**Problem description:** Once you reach the line with "locate the window frame in the photo above" in the material below, copy each line exactly up to and including the line with "locate the upper", and skip the pictures.

################

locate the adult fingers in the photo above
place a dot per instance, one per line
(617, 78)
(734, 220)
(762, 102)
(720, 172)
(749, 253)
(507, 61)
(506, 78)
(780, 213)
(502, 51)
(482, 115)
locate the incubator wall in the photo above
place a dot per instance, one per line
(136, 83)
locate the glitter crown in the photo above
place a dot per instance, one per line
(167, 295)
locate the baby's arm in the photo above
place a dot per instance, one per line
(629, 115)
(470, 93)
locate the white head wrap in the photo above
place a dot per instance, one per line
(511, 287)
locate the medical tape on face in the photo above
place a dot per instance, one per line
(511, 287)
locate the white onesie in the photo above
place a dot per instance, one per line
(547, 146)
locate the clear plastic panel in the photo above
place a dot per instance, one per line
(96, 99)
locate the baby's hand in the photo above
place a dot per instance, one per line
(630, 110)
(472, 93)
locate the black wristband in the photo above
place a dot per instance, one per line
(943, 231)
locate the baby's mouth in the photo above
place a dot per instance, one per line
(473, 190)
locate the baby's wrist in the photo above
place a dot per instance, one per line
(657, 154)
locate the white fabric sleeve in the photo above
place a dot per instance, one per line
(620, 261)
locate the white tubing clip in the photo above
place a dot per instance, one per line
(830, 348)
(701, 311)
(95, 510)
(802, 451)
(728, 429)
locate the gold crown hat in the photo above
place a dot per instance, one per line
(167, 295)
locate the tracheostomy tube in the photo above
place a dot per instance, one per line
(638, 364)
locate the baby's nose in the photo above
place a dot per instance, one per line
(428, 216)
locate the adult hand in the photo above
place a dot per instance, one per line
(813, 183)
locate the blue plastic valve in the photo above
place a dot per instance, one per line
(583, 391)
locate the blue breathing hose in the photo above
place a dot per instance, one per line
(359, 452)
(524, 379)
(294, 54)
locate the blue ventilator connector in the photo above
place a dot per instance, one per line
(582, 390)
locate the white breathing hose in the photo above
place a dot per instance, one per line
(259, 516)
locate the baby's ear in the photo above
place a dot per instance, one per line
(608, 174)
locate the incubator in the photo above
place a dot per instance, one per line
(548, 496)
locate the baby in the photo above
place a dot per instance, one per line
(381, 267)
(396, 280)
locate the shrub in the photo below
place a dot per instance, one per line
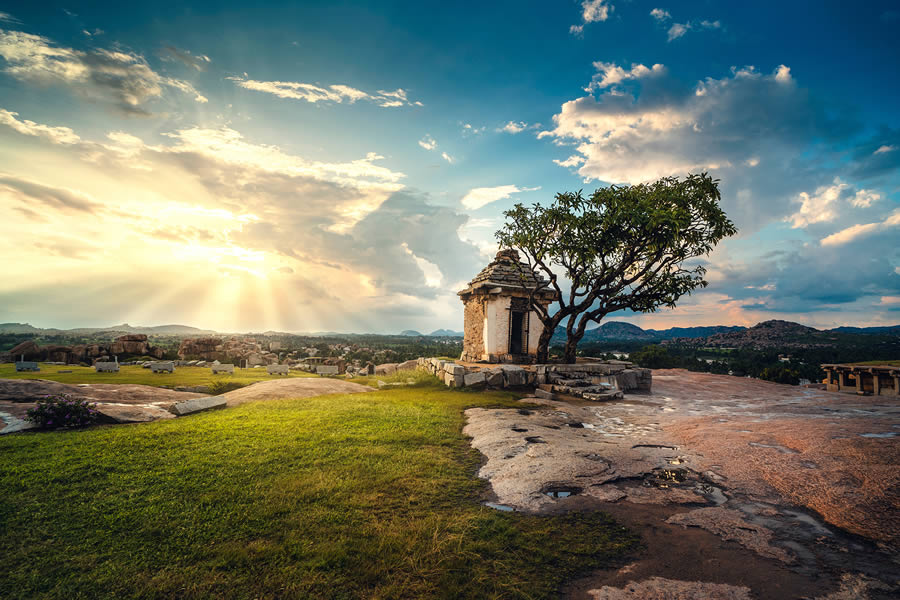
(56, 412)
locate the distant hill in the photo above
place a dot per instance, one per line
(123, 328)
(619, 330)
(445, 333)
(889, 330)
(692, 332)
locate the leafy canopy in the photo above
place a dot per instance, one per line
(624, 247)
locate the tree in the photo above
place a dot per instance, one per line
(624, 247)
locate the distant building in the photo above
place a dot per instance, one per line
(499, 324)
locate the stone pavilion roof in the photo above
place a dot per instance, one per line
(503, 272)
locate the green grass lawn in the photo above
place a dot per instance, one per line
(139, 375)
(367, 495)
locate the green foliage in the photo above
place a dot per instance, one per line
(62, 412)
(183, 376)
(624, 247)
(352, 496)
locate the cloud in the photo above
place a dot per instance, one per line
(677, 30)
(122, 78)
(854, 232)
(29, 192)
(479, 197)
(335, 94)
(818, 207)
(199, 62)
(609, 74)
(767, 138)
(428, 142)
(58, 135)
(591, 12)
(513, 127)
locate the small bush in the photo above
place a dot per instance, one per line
(217, 388)
(56, 412)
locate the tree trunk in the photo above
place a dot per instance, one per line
(543, 349)
(571, 348)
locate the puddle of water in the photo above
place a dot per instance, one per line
(654, 446)
(781, 449)
(803, 518)
(560, 491)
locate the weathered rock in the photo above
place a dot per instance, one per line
(198, 405)
(474, 379)
(494, 377)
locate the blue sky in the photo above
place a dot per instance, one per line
(343, 166)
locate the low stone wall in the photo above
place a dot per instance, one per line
(592, 381)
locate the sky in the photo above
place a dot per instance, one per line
(343, 166)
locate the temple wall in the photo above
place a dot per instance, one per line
(473, 329)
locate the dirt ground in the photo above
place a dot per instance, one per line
(740, 488)
(128, 403)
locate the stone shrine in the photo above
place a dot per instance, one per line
(499, 322)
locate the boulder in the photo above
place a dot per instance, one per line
(494, 377)
(198, 405)
(476, 379)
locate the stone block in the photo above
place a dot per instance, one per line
(198, 405)
(474, 379)
(539, 393)
(494, 377)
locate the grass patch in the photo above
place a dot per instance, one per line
(882, 363)
(365, 495)
(138, 375)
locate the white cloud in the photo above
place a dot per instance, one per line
(514, 127)
(572, 161)
(856, 231)
(591, 12)
(118, 76)
(58, 135)
(479, 197)
(818, 207)
(865, 198)
(428, 142)
(337, 93)
(783, 74)
(609, 74)
(677, 30)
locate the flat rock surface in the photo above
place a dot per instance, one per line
(777, 488)
(295, 387)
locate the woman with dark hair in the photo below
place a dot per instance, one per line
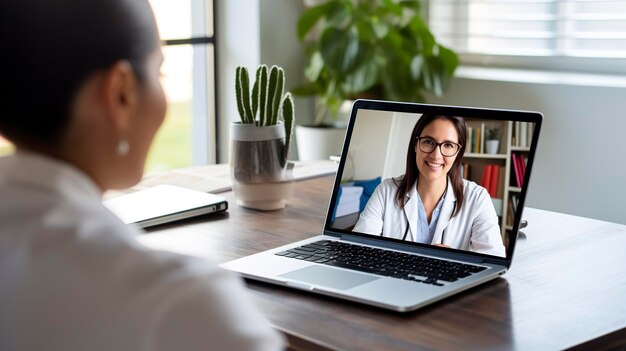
(431, 203)
(82, 100)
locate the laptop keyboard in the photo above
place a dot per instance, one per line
(388, 263)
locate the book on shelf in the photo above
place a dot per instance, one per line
(500, 192)
(485, 181)
(517, 161)
(465, 167)
(493, 186)
(482, 138)
(491, 179)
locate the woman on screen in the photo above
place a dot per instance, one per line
(431, 203)
(81, 101)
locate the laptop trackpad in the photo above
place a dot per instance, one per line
(329, 277)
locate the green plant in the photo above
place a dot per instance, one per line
(371, 48)
(267, 101)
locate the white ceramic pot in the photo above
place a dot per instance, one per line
(262, 178)
(319, 143)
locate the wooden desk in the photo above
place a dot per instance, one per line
(566, 287)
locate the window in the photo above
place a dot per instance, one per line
(187, 136)
(188, 133)
(556, 34)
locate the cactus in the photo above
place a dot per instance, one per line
(287, 112)
(242, 92)
(268, 99)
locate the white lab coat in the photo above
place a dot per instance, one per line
(73, 276)
(474, 228)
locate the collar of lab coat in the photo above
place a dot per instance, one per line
(41, 172)
(410, 211)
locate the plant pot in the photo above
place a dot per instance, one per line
(492, 146)
(319, 142)
(262, 179)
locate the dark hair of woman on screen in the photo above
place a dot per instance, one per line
(431, 203)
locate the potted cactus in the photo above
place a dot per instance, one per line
(262, 176)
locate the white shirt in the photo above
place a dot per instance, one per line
(73, 276)
(474, 228)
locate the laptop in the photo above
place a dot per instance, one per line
(164, 204)
(366, 252)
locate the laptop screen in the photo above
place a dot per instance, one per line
(449, 177)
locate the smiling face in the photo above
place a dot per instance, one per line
(434, 167)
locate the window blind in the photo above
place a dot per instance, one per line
(570, 28)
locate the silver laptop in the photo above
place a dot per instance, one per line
(380, 251)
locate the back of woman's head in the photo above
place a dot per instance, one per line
(51, 47)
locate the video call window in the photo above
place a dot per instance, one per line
(493, 161)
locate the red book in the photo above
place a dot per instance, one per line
(486, 180)
(521, 167)
(516, 170)
(493, 186)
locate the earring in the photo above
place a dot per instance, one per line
(123, 148)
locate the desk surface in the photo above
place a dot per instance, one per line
(566, 287)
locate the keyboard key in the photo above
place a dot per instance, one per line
(383, 262)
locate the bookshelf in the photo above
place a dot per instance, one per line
(514, 139)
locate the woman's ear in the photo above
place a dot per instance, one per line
(120, 93)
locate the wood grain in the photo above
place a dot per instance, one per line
(566, 288)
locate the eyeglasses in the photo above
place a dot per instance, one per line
(447, 148)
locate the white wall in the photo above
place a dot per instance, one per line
(580, 167)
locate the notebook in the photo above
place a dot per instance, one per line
(163, 204)
(398, 257)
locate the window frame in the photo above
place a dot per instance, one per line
(204, 103)
(553, 62)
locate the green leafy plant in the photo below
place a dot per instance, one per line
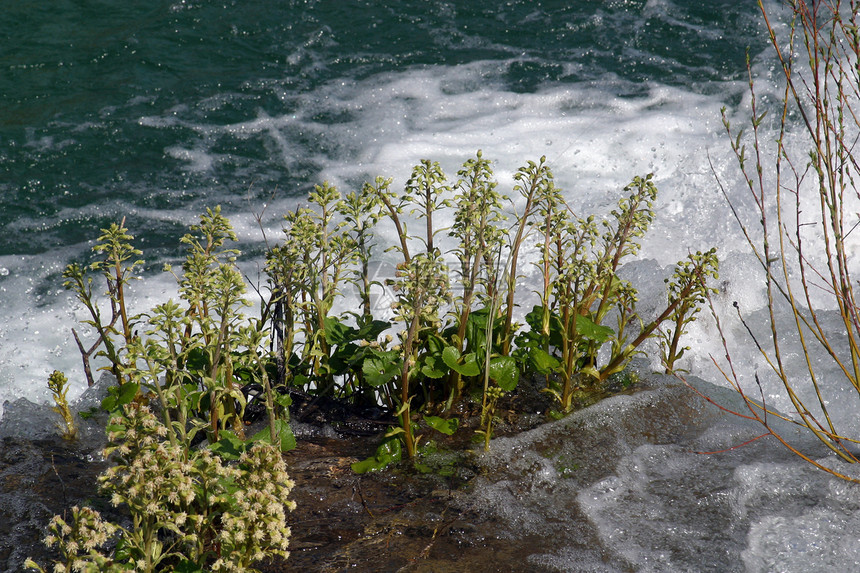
(58, 384)
(451, 347)
(115, 248)
(220, 507)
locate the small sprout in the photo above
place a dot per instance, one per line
(58, 384)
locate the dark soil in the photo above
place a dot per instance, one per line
(401, 519)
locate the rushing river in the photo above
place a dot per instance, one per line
(154, 110)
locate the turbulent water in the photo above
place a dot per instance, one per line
(154, 110)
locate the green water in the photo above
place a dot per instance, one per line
(81, 81)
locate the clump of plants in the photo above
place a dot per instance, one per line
(804, 200)
(204, 496)
(454, 293)
(195, 504)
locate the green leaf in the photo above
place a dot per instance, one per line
(284, 431)
(229, 447)
(595, 332)
(466, 365)
(503, 370)
(371, 330)
(282, 400)
(432, 368)
(447, 427)
(337, 333)
(381, 367)
(543, 362)
(120, 396)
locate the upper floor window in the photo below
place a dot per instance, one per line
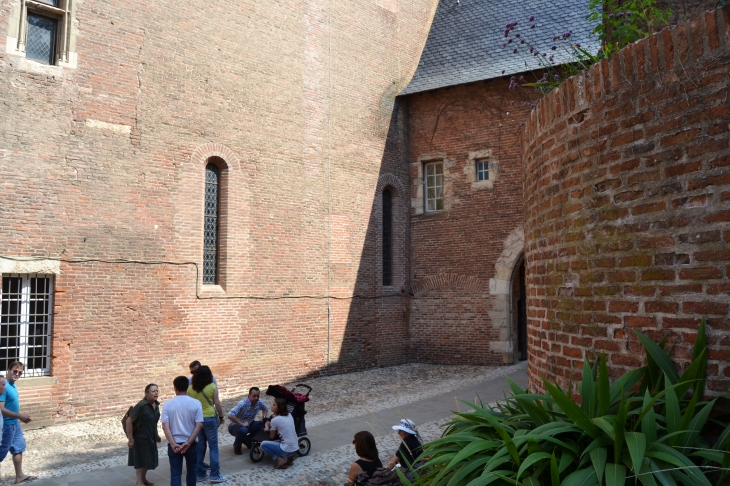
(482, 168)
(25, 322)
(434, 183)
(41, 30)
(210, 237)
(387, 237)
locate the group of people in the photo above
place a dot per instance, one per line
(190, 422)
(13, 440)
(369, 462)
(191, 419)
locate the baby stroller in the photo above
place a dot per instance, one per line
(295, 404)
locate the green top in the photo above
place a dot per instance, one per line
(209, 392)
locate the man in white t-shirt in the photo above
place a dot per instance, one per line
(283, 452)
(182, 421)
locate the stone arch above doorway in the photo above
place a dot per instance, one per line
(500, 288)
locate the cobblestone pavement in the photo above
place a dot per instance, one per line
(94, 452)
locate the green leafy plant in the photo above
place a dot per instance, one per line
(622, 22)
(650, 426)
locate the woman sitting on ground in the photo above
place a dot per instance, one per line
(369, 461)
(284, 452)
(410, 447)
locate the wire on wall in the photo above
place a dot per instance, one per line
(122, 261)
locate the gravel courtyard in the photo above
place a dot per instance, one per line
(96, 444)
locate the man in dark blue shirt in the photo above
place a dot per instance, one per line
(13, 440)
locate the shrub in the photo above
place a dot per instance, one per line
(622, 22)
(650, 426)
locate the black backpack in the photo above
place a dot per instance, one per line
(135, 426)
(381, 477)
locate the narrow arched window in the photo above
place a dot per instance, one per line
(210, 238)
(387, 238)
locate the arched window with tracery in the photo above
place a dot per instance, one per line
(210, 230)
(387, 237)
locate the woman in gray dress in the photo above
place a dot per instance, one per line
(142, 434)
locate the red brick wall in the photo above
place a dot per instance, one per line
(303, 139)
(454, 252)
(627, 197)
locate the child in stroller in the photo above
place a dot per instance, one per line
(295, 405)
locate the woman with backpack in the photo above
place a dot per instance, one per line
(368, 461)
(206, 392)
(141, 428)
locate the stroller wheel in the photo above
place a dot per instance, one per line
(257, 453)
(304, 446)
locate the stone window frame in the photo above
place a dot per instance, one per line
(24, 322)
(470, 169)
(390, 182)
(418, 203)
(222, 221)
(436, 199)
(65, 54)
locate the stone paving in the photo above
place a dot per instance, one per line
(330, 433)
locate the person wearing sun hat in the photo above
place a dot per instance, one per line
(410, 447)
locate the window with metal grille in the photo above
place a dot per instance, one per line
(387, 238)
(210, 231)
(482, 170)
(25, 323)
(40, 44)
(44, 31)
(434, 175)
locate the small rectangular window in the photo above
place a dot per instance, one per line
(434, 175)
(25, 322)
(41, 38)
(482, 170)
(44, 31)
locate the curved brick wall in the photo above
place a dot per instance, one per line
(627, 199)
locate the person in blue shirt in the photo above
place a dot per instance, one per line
(12, 439)
(242, 418)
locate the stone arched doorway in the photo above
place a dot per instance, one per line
(504, 314)
(519, 311)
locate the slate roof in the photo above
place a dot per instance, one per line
(465, 41)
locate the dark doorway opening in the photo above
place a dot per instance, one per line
(521, 313)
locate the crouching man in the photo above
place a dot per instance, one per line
(242, 418)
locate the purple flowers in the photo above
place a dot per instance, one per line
(619, 15)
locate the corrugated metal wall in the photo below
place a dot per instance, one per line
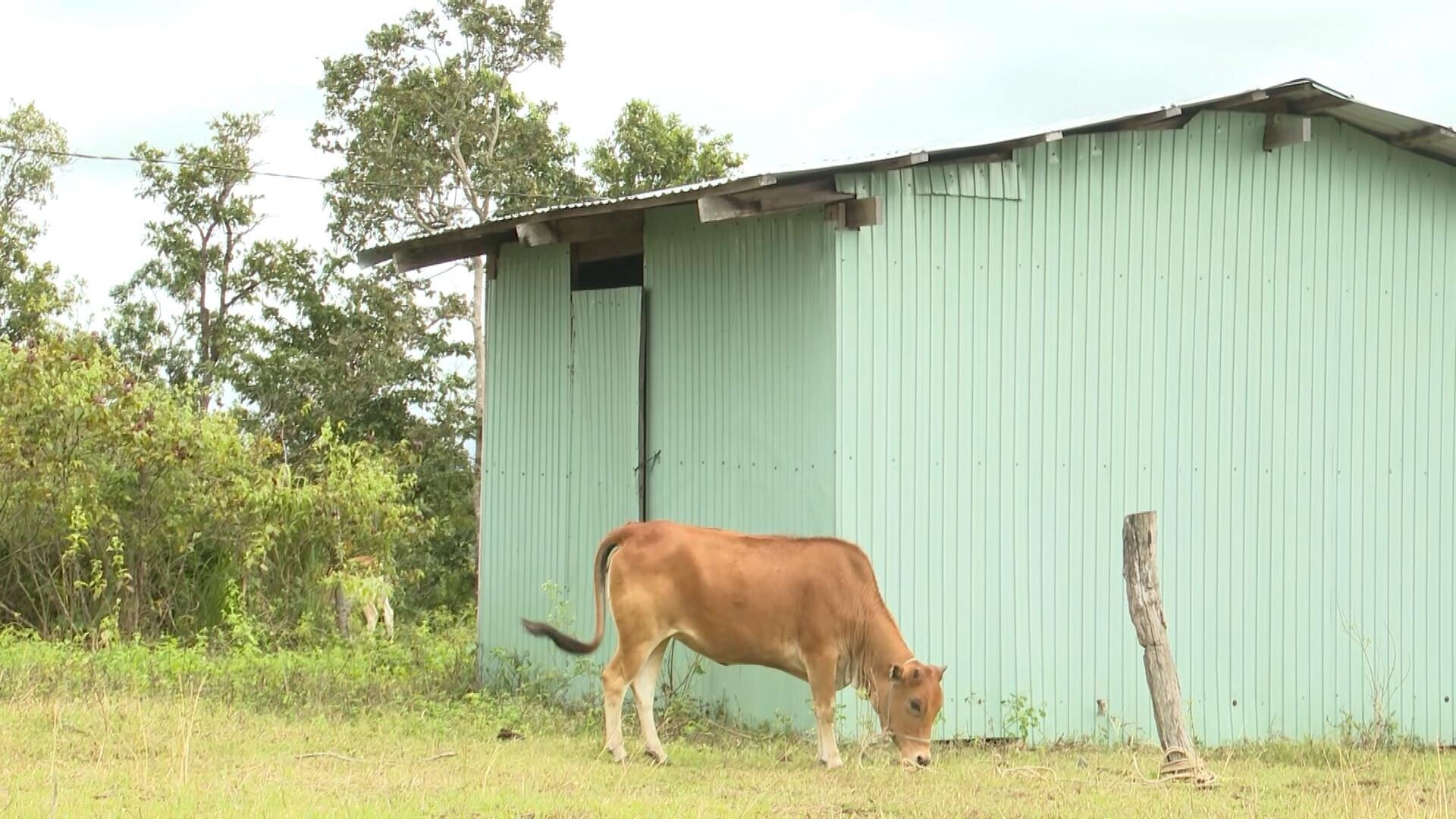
(563, 442)
(742, 394)
(1258, 346)
(528, 447)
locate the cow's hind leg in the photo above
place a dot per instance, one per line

################

**Written response:**
locate the window frame in the photo above
place a dot per instance, one per line
(204, 103)
(553, 62)
locate the green leafy plant in the photo below
place a dot per instance, one per line
(58, 384)
(451, 347)
(115, 248)
(220, 507)
locate the small sprout in the photo above
place a dot per instance, one per line
(58, 384)
locate the dark soil in the photo above
place a dot per instance, one per line
(401, 519)
locate the rushing river in the photo above
place a dot per instance, one per line
(154, 110)
locate the turbulent water in the photo above
place a dot per instance, one per line
(154, 110)
locate the green water in the photo above
place a dot per instance, one per line
(81, 81)
locate the clump of plants in the photo above
place a dot per instance, one per line
(804, 200)
(204, 496)
(454, 293)
(195, 504)
locate the green leaf in the photo above
place a dot per instance, one per line
(284, 431)
(229, 447)
(595, 332)
(466, 365)
(503, 370)
(371, 330)
(282, 400)
(432, 368)
(447, 427)
(337, 333)
(381, 367)
(543, 362)
(120, 396)
locate the upper floor window in the photo below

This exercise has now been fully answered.